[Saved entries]
•••
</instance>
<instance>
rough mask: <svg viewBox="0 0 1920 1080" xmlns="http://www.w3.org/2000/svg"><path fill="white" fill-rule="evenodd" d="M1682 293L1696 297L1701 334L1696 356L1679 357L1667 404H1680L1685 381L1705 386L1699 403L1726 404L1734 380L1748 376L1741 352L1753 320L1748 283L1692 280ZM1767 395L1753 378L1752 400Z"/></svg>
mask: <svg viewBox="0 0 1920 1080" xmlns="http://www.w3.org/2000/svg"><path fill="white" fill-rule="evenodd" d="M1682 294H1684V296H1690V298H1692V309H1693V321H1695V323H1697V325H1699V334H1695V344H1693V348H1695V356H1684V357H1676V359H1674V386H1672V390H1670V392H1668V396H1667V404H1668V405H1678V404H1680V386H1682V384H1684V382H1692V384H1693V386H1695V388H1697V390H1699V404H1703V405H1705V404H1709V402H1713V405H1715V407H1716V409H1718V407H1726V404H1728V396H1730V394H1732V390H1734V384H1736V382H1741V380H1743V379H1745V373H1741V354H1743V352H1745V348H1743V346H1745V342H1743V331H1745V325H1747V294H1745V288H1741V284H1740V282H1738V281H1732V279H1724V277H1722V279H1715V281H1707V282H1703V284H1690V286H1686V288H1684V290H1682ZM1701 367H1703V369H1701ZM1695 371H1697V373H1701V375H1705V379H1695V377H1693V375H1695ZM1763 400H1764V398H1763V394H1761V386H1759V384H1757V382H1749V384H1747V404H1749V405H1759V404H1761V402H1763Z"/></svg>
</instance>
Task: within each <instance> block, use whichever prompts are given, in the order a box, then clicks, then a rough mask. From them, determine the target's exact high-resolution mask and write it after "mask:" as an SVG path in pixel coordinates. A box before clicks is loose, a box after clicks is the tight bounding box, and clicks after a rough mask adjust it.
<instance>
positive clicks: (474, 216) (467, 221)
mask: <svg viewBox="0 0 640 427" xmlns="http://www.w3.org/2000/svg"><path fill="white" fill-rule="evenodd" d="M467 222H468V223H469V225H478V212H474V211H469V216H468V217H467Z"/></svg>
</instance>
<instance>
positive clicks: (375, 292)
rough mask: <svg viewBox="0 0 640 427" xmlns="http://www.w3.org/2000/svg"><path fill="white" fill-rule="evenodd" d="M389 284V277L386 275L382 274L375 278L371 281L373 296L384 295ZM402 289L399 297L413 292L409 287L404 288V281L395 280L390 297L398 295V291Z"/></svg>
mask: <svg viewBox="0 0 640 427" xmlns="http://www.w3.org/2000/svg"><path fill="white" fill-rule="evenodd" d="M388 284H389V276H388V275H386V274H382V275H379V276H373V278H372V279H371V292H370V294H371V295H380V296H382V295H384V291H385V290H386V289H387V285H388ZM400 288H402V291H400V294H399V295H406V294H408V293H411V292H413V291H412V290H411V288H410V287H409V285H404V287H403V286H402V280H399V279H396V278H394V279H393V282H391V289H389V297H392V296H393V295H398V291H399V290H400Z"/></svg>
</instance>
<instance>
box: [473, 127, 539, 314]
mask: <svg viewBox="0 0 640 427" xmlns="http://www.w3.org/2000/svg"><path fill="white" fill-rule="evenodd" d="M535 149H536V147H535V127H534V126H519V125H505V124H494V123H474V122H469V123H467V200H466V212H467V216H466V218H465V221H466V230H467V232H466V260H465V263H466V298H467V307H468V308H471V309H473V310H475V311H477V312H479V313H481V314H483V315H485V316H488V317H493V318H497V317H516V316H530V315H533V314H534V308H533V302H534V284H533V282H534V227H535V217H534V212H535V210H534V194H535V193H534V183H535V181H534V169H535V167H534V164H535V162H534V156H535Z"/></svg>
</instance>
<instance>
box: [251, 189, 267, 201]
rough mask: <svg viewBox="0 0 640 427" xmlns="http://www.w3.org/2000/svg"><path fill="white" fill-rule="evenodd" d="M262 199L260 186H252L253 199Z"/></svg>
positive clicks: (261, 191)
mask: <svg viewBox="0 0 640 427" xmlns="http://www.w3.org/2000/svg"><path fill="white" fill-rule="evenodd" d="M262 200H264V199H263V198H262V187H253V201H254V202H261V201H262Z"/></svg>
•••
ACTIVITY -
Please retype the entries above in full, exactly as they stand.

RESPONSE BOX -
</instance>
<instance>
rough mask: <svg viewBox="0 0 1920 1080" xmlns="http://www.w3.org/2000/svg"><path fill="white" fill-rule="evenodd" d="M1682 293L1696 297L1701 334L1696 356L1679 357L1667 404H1680L1685 381L1705 386L1699 403L1726 404L1734 380L1748 376L1741 352L1753 320L1748 283L1692 280ZM1767 395L1753 378L1752 400Z"/></svg>
mask: <svg viewBox="0 0 1920 1080" xmlns="http://www.w3.org/2000/svg"><path fill="white" fill-rule="evenodd" d="M1682 294H1684V296H1690V298H1692V309H1693V321H1695V323H1697V325H1699V334H1695V344H1693V348H1695V356H1684V357H1676V359H1674V386H1672V390H1670V392H1668V396H1667V404H1668V405H1678V404H1680V386H1682V384H1684V382H1692V384H1693V386H1695V388H1697V390H1699V404H1703V405H1705V404H1709V402H1713V405H1715V407H1716V409H1718V407H1726V404H1728V396H1730V394H1732V390H1734V384H1736V382H1741V380H1743V379H1745V373H1741V354H1743V352H1745V348H1743V346H1745V342H1743V331H1745V325H1747V294H1745V288H1741V284H1740V282H1738V281H1732V279H1724V277H1722V279H1715V281H1707V282H1703V284H1690V286H1686V288H1684V290H1682ZM1701 367H1703V369H1701ZM1695 371H1697V373H1701V375H1705V379H1695V377H1693V375H1695ZM1763 400H1764V398H1763V394H1761V386H1759V384H1757V382H1749V384H1747V404H1749V405H1759V404H1761V402H1763Z"/></svg>
</instance>
Task: within each <instance> block, use whichever prompts are given, in the order a box, then clicks, then a rough mask. From them, determine the target's exact high-resolution mask and write it after "mask:" as an SVG path in pixel coordinates. A box before clicks is loose, a box after clicks is the tight bounding box, and clicks after a rough mask adjust it.
<instance>
positive clicks: (474, 216) (467, 221)
mask: <svg viewBox="0 0 640 427" xmlns="http://www.w3.org/2000/svg"><path fill="white" fill-rule="evenodd" d="M467 222H468V223H469V225H478V212H474V211H469V216H468V217H467Z"/></svg>
</instance>
<instance>
positive clicks: (375, 292)
rough mask: <svg viewBox="0 0 640 427" xmlns="http://www.w3.org/2000/svg"><path fill="white" fill-rule="evenodd" d="M389 284V277L386 275L382 274L375 278L371 281L373 296L384 295ZM402 289L399 297L413 292L409 287L404 288V281L395 280L390 297L398 295V291Z"/></svg>
mask: <svg viewBox="0 0 640 427" xmlns="http://www.w3.org/2000/svg"><path fill="white" fill-rule="evenodd" d="M388 284H389V276H388V275H386V274H382V275H379V276H373V278H372V279H371V292H370V294H371V295H380V296H382V295H384V291H385V290H386V289H387V285H388ZM400 288H402V291H400V294H399V295H406V294H408V293H411V292H413V291H412V290H411V288H410V287H409V285H404V287H403V286H402V280H399V279H396V278H394V279H393V282H391V289H389V297H392V296H393V295H398V291H399V290H400Z"/></svg>
</instance>
<instance>
box: [473, 127, 539, 314]
mask: <svg viewBox="0 0 640 427" xmlns="http://www.w3.org/2000/svg"><path fill="white" fill-rule="evenodd" d="M535 149H536V147H535V127H534V126H519V125H505V124H494V123H474V122H469V123H467V200H466V212H467V216H466V218H465V221H466V230H467V232H466V260H465V263H466V298H467V307H468V308H471V309H473V310H475V311H477V312H479V313H481V314H483V315H485V316H488V317H493V318H497V317H516V316H530V315H533V314H534V308H533V302H534V284H533V282H534V227H535V217H534V212H535V210H534V194H535V193H534V183H535V181H534V169H535V167H534V164H535V162H534V156H535Z"/></svg>
</instance>
<instance>
box: [251, 189, 267, 201]
rough mask: <svg viewBox="0 0 640 427" xmlns="http://www.w3.org/2000/svg"><path fill="white" fill-rule="evenodd" d="M262 199L260 186H252L253 199Z"/></svg>
positive clicks: (261, 191)
mask: <svg viewBox="0 0 640 427" xmlns="http://www.w3.org/2000/svg"><path fill="white" fill-rule="evenodd" d="M262 200H264V199H263V198H262V187H253V201H254V202H261V201H262Z"/></svg>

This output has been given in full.